___ DOCUMENT TEXT

Smith’s other novels include Polar Star (1989), Wolves Eat Dogs (2004), Three Stations (2010), and Tatiana (2013).

It’s the birthday of American photographer Walker Evans (1903) (books by this author), best known for his searing black-and-white photographs of Dust Bowl sharecroppers, Western ghost towns, and automobile graveyards. He once spent two years riding the subways of New York City with a camera concealed beneath his topcoat. That series of photographs of weary and forlorn New Yorkers was later included in a landmark exhibit at the Museum of Modern Art called Many Are Called (1966).

Evans was born in St. Louis, Missouri, to an affluent family. He thought at first he might be a writer, so he dropped out of Williams College and moved to Paris in 1926. His father financed his classes at the Sorbonne, but he mostly spent a lot of time reading Flaubert and Baudelaire and failing at writing. He said, “I wanted so much to write that I couldn’t write a word.” He’d loved photography since receiving his first box camera at the age of 14, so when he went back to New York and began working as a stock clerk at a Wall Street company, he took it up again.

Evans disliked fancy equipment, preferring an old view camera with a slow lens. He made contact prints by the light of a Mazda bulb. Poet Hart Crane also worked in the same stockroom and they hit it off. Evans’s photographs of bridges appeared in Crane’s collection of poetry The Bridge (1930).

Evans wasn’t interested in commercial photography, or photography that was too “high art,” like Alfred Stieglitz, who became famous for photographing artist Georgia O’Keeffe. He preferred photography that explored the essence of humanity. He said: “Photography isn’t a matter of taking pictures. It’s a matter of having an eye. With a camera, it’s all or nothing. You either get what you’re after at once, or what you do has to be worthless. The essence is done very quietly with a flash of the mind, and with a machine.”

______
___ PROVIDED MATERIAL

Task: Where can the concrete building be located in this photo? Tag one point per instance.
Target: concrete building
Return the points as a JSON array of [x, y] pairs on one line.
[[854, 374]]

______

**STATED EXERCISE A:** Copy the stretch of the Walker Evans passage from "Evans disliked fancy" through "The Bridge (1930).", replacing "Mazda bulb" with "gas lamp".
**STATED EXERCISE B:** Name every novel the Walker Evans passage lists among Smith's other novels, with its year.
The data above come from a different source than the Walker Evans passage.

**EXPECTED ANSWER A:**
Evans disliked fancy equipment, preferring an old view camera with a slow lens. He made contact prints by the light of a gas lamp. Poet Hart Crane also worked in the same stockroom and they hit it off. Evans’s photographs of bridges appeared in Crane’s collection of poetry The Bridge (1930).

**EXPECTED ANSWER B:**
Polar Star (1989)
Wolves Eat Dogs (2004)
Three Stations (2010)
Tatiana (2013)